**The exercise:** Rewrite every line of the material below as a JSON list of strings, one string per line, with blank lines left out.

**Source material:**
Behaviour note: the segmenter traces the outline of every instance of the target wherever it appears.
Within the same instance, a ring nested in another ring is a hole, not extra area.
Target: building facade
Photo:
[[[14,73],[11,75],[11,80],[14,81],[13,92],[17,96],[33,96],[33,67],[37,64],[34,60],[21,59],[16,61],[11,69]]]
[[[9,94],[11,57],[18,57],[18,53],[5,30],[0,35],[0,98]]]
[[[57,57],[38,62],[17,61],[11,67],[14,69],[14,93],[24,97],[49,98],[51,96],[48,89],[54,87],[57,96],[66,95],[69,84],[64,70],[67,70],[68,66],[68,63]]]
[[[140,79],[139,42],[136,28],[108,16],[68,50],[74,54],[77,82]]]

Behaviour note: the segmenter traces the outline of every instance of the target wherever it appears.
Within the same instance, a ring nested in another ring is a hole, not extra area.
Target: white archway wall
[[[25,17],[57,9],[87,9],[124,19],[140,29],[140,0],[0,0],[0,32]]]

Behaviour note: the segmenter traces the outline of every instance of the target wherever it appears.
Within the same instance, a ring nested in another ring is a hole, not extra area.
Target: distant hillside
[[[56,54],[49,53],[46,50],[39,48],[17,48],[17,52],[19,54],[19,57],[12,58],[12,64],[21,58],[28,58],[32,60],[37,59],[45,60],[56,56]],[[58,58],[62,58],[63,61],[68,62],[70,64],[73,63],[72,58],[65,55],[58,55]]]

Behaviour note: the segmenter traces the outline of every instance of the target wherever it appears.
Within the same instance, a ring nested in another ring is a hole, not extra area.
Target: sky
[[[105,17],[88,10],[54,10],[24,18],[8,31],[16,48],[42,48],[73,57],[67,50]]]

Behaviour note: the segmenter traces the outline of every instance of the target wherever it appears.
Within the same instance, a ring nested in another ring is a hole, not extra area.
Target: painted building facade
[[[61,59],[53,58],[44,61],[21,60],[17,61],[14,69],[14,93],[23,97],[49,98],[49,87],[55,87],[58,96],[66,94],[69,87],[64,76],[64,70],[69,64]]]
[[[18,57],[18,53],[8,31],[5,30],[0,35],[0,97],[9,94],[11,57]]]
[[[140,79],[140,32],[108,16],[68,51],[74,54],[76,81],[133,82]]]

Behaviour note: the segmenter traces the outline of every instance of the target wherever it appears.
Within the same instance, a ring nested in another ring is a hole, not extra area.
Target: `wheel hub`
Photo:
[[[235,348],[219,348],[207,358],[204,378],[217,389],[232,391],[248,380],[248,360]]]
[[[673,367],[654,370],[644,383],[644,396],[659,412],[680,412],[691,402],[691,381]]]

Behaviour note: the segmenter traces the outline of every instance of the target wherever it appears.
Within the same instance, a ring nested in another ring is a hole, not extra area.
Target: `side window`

**Response to the task:**
[
  "Behaviour note: the segmenter traces the outline of every instance of the target wherever it appears.",
  "Within the same instance, a ring nested in another ring is a hole, not extra area.",
  "Target: building facade",
  "Photo:",
  "[[[14,73],[11,75],[11,80],[14,81],[13,92],[17,96],[33,96],[33,67],[37,64],[34,60],[21,59],[16,61],[11,69]]]",
  "[[[9,94],[11,57],[18,57],[18,53],[5,30],[0,35],[0,98]]]",
  "[[[57,57],[38,62],[17,61],[11,67],[14,69],[14,93],[24,97],[49,98],[51,96],[48,89],[54,87],[57,96],[66,95],[69,84],[64,70],[67,70],[68,66],[68,63]]]",
  "[[[140,79],[139,42],[136,28],[108,16],[68,50],[74,54],[77,82]]]",
  "Behaviour note: the segmenter traces the outline of every instance of the target wherever it appears.",
  "Within the same instance, a ring nested in another ring is a hole, not extra area.",
  "Target: white archway wall",
  "[[[25,17],[57,9],[87,9],[124,19],[140,29],[140,0],[0,0],[0,32]]]",
  "Behaviour note: the segmenter traces the outline of every instance of the target wherever it appears.",
  "Within the same instance, a ring nested in another ring is a hole, not extra area.",
  "Target: distant hillside",
  "[[[56,54],[49,53],[46,50],[39,48],[17,48],[17,52],[19,54],[19,57],[12,58],[12,64],[21,58],[28,58],[32,60],[37,59],[45,60],[56,56]],[[58,58],[62,58],[63,61],[68,62],[70,64],[73,63],[72,58],[65,55],[58,55]]]",
  "Behaviour note: the segmenter traces the outline of every instance of the target wherever it appears.",
  "Within the same instance, a ring nested in another ring is a hole, not extra area.",
  "Target: sky",
  "[[[105,17],[88,10],[54,10],[24,18],[8,31],[16,48],[42,48],[73,57],[67,50]]]",
  "Behaviour note: the segmenter traces the outline of every instance of the target wherever it appears.",
  "Within the same instance, a ring nested in another ring is a hole, not extra area.",
  "Target: painted building facade",
  "[[[61,59],[53,58],[44,61],[21,60],[17,61],[14,69],[14,93],[23,97],[49,98],[49,87],[55,87],[58,96],[66,94],[69,87],[64,76],[64,70],[69,64]]]",
  "[[[18,57],[18,53],[8,31],[5,30],[0,35],[0,97],[9,94],[11,57]]]",
  "[[[140,79],[140,32],[108,16],[68,51],[74,54],[76,81],[133,82]]]",
  "Behaviour note: the segmenter traces the outline of every instance of the target wherever it appears.",
  "Within the same instance, a ring nested in another ring is a hole, not extra area.",
  "Target: `wheel hub`",
  "Photo:",
  "[[[235,348],[219,348],[207,358],[204,378],[217,389],[232,391],[248,380],[248,360]]]",
  "[[[673,367],[654,370],[644,383],[644,396],[659,412],[680,412],[691,402],[691,381]]]",
  "Behaviour note: the segmenter traces the outline of every instance of the target wherever it appears.",
  "Within the same instance, a ring nested in another ring is a hole, not extra area.",
  "Target: `side window`"
]